* SUPPLIED PASSAGE
Black Cloud is a 2004 American drama film which was directed and written by Rick Schroder and starred Eddie Spears, Russel Means, Julia Jones, Schroder and Tim McGraw, in his film acting debut.

Plot
Black Cloud, a young Navajo man, must take a journey of personal growth to prepare himself for a chance at boxing in the Olympics.

When Eddie returns to town with the rodeo and wants to rekindle his relationship with Black Cloud's girlfriend Sammi. Black Cloud confronts him and runs into trouble with Sheriff Cliff Powers after beating up Eddie who is Sammi's ex boyfriend and the father of her child, as well as Cliff's nephew.

After seeing Black Cloud in a boxing match an Olympic Scout named Norm Olsen offers him a try out for the team of the U.S. Olympics. Black Cloud rejects the offer initially believing that it would be unjust to "fight for the White Man". In trying to apply for Indian housing he and Sammi find out that his great grandfather was from Germany; believing he is cursed by his diluted bloodline, Black Cloud has a falling out with Sammi.

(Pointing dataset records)
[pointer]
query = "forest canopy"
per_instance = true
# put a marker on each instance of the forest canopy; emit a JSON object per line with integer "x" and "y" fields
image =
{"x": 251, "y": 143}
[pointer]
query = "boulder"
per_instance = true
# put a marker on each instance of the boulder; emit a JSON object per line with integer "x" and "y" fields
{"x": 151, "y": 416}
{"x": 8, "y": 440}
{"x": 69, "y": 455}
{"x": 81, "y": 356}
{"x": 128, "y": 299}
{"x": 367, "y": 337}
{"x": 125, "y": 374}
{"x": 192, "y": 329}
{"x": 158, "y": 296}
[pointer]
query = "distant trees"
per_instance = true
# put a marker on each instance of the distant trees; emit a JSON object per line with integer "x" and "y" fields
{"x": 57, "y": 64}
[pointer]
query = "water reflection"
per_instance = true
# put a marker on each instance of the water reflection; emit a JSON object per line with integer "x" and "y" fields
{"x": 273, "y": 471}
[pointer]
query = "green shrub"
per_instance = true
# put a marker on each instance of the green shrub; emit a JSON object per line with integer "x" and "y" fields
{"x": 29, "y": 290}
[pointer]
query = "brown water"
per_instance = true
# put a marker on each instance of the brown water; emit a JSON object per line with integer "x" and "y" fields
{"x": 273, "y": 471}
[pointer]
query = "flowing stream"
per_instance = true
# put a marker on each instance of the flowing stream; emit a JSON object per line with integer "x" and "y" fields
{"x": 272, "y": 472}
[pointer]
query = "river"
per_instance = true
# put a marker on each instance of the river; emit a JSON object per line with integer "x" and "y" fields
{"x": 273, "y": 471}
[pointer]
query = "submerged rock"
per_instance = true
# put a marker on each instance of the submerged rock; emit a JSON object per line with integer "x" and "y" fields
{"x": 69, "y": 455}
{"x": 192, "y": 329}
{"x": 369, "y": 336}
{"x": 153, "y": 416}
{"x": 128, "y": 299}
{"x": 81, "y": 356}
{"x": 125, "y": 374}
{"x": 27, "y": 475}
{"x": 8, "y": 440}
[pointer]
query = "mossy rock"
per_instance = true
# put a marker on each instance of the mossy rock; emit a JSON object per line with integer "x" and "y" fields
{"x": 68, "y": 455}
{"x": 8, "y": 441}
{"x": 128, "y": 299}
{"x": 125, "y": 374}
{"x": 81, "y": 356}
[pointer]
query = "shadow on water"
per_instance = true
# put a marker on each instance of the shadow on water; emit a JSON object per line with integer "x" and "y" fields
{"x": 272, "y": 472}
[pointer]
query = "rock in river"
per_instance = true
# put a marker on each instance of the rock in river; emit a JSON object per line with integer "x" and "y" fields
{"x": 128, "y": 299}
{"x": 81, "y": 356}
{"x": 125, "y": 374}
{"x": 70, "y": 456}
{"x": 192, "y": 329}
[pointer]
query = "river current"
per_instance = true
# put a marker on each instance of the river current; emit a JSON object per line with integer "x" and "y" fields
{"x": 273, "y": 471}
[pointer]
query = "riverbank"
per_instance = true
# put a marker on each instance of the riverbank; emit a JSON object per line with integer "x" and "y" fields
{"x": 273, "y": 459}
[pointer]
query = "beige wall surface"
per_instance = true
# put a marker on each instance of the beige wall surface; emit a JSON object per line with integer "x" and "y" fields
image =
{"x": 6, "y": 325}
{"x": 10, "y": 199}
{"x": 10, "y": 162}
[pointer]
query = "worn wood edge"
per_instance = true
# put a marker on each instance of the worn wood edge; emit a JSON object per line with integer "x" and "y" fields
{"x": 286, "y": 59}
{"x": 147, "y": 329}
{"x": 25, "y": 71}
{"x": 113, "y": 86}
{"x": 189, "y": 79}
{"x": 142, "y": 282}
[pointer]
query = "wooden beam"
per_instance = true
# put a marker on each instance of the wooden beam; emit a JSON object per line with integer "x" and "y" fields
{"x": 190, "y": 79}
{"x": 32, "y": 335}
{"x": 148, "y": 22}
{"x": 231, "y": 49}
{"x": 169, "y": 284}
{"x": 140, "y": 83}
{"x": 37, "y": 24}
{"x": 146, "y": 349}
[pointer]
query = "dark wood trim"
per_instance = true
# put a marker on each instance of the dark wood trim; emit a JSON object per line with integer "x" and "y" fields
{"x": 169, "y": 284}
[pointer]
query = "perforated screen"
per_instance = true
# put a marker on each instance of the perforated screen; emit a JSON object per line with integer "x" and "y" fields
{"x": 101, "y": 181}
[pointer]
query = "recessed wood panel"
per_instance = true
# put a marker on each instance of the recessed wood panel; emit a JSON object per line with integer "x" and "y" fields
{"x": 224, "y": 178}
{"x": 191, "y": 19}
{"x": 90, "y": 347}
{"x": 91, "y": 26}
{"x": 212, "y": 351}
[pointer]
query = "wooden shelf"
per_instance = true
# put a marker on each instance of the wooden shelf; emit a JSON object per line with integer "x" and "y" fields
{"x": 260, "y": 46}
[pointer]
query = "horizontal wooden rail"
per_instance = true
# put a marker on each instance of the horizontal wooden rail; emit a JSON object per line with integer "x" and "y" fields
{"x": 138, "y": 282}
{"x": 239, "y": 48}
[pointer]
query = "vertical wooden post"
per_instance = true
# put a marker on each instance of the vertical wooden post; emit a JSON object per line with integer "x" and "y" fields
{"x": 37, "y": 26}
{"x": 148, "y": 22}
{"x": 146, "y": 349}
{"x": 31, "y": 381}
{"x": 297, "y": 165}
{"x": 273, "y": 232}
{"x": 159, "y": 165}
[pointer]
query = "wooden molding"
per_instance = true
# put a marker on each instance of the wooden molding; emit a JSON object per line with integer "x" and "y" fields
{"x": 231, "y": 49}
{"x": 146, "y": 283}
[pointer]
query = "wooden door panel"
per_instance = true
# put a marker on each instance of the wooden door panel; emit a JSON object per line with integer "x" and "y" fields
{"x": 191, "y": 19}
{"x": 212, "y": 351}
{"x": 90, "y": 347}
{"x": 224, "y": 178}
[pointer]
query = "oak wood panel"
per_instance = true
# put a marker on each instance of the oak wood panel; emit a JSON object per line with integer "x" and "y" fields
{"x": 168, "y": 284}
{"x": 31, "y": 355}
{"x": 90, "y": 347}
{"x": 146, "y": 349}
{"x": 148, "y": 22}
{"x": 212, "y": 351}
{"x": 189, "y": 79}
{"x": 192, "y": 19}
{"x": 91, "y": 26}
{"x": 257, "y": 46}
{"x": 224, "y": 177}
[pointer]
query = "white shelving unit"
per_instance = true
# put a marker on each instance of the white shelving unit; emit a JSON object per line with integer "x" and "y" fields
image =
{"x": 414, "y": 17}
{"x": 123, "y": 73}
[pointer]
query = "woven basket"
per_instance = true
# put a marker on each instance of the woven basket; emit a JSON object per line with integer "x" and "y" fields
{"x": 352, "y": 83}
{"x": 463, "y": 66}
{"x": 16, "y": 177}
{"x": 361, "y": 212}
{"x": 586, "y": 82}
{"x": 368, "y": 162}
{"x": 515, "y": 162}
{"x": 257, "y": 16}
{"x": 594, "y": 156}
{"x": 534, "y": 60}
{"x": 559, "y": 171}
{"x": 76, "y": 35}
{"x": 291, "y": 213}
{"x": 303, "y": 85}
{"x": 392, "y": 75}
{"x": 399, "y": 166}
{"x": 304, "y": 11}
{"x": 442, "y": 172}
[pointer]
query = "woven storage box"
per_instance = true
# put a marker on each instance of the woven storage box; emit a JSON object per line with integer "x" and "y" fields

* REQUIRED WORK
Please continue the Black Cloud film article from its final sentence onward.

* OUTPUT
He goes to see his grandfather who takes him into the canyons and tells him about his family and the German man who helped his great grandmother after she was raped by several white men, and went by the name White Wolf. Realizing that his bloodline is pure, he decides to come back to Sammi and proposes to her.

He gets back into training for the tournament of the Golden Gloves which is coming up, and decides to take up the scout's offer if he wins. The day before the tournament, his best friend is seriously injured in a fight with Eddie and a set of other cowboys which Cliff refuses to arrest.

On the day of the tournament, Black Cloud goes through it to the finals where he meets Rocket Ray Tracy, the number one ranked light heavyweight fighter who is hoping to go pro after the tournament.

Cast
 Eddie Spears as Black Cloud
 Russel Means as Bud
 Julia Jones as Sammi
 Rick Schroder as Eddie
 Tim McGraw as Sheriff Cliff Powers
 Marion "Pooch" Hall as Rocket Ray Tracey
 Peter Greene as Norm Olsen
 Wayne Knight as Mr. Tipping
 Nathaniel Arcand as Jimmy
 Branscombe Richmond as Peter
 Alimi Ballard as Dusty

Release
The film was not picked up for wide release but premiered at the Phoenix Film Festival in April 2004, and was seen at several small festivals including the April 2005 Haskell Indian Nations Film Festival in Kansas; it marked Schroder's directing debut.

Accolades 
The film won the "Best Director Award" at the San Diego Film Festival in October 2004.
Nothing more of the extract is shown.